#### TASK LIST:
(A) Answer these questions from the discussion of restricted PCP versions:
(i) Which complexity class is the bounded version of the PCP said to be complete for?
(ii) What requirement defines the marked version of the PCP?
(iii) If the concatenation length parameter is limited to a polynomial of the input size, what is the problem apparently complete for?
(B) Reproduce without changes the portion of the discussion of restricted PCP versions that opens with the words containing "1. Are these" and closes with "De Wolf (1999)".
(C) From the discussion of restricted PCP versions, list every author named in the cited reference.

# Decidable restrictions of the Post Correspondence Problem

The Post Correspondence Problem (PCP) is undecidable.

The bounded version of the PCP is $\mathrm{NP}$-complete and the marked version of the PCP (the words of one of the two lists are required to differ in the first letter) is in $\mathrm{PSPACE}$ [1].

1. Are these restricted versions used to prove some complexity results of other problems (through reduction)?
2. Are there other restricted versions of the PCP that make it decidable (and in particular $\mathrm{PSPACE}$-complete)?

[1] "Marked PCP is decidable" by V. Halava, M. Hirvensalo, R. De Wolf (1999)

## 2 Answers

there is more than one way to "bound" PCP (maybe verging on many!) and there seems to be diverse research into many variants. limiting the number of concatenated blocks or total length of concatenated strings to a parameter specified on the input (specified in binary) appears to be NExpSpace complete but have not seen this written up in a paper. see Bounded Post Correspondence Problem NP-Complete Proof, tcs.se. if you limit the same "concatenation length" parameter to a polynomial of the input size its apparently PSpace complete. again havent seen that written up anywhere despite some search.

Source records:
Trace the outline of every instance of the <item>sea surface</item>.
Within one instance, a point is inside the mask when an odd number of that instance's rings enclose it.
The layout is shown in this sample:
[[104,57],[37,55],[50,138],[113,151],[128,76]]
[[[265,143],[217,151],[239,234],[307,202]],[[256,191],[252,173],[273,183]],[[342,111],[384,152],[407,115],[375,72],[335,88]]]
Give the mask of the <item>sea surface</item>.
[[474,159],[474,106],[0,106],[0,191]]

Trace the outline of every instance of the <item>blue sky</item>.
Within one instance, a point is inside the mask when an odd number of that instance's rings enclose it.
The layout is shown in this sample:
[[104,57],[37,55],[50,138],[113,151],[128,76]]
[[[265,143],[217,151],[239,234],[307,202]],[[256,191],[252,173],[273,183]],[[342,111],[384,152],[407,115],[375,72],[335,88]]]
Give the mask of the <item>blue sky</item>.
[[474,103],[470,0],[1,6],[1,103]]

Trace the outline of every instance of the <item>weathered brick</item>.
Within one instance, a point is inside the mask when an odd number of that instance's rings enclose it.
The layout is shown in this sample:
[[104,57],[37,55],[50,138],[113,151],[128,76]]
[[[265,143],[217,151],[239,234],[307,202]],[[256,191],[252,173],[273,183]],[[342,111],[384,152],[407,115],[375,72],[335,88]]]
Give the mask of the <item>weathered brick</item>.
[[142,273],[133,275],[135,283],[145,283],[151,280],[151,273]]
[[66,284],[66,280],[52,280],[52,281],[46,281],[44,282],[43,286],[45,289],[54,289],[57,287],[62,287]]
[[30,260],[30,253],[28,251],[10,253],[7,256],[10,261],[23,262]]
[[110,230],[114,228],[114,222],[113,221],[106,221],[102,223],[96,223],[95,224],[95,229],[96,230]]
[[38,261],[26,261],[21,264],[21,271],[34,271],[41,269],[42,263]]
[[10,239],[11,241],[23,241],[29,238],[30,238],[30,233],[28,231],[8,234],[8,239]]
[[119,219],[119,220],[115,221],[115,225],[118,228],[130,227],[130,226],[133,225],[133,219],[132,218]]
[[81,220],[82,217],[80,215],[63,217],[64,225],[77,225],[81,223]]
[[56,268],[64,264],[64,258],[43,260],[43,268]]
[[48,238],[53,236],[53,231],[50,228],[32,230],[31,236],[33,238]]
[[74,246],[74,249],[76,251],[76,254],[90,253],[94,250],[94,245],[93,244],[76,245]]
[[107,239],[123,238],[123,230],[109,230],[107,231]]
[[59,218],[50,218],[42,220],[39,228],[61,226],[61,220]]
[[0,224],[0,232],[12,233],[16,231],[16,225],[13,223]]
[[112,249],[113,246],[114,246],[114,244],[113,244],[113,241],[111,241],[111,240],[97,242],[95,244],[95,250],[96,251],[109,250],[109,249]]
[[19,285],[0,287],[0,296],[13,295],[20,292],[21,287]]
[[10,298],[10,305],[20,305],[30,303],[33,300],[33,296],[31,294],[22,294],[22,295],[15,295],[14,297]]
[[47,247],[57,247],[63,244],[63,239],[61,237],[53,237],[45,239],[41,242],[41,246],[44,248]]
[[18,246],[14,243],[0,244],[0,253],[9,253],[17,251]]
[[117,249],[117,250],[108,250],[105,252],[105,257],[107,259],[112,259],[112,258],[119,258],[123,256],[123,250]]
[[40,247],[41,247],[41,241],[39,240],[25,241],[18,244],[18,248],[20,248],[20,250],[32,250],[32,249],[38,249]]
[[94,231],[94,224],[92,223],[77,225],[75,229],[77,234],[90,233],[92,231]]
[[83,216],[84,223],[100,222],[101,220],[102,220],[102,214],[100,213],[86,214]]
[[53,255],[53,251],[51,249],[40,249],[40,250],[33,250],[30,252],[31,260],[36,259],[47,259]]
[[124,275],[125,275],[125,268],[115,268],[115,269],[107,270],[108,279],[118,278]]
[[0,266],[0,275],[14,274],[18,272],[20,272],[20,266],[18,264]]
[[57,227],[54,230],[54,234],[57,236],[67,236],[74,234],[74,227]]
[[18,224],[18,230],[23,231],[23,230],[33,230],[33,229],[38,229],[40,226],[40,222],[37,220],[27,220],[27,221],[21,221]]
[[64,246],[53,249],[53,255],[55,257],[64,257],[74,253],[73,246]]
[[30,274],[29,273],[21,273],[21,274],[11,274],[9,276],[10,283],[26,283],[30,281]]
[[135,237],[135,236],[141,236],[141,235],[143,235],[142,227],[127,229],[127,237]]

#### RESPONSES TO THE TASKS:
(A)
(i) NP
(ii) The words of one of the two lists are required to differ in the first letter.
(iii) PSPACE

(B)
1. Are these restricted versions used to prove some complexity results of other problems (through reduction)?
2. Are there other restricted versions of the PCP that make it decidable (and in particular $\mathrm{PSPACE}$-complete)?

[1] "Marked PCP is decidable" by V. Halava, M. Hirvensalo, R. De Wolf (1999)

(C)
V. Halava
M. Hirvensalo
R. De Wolf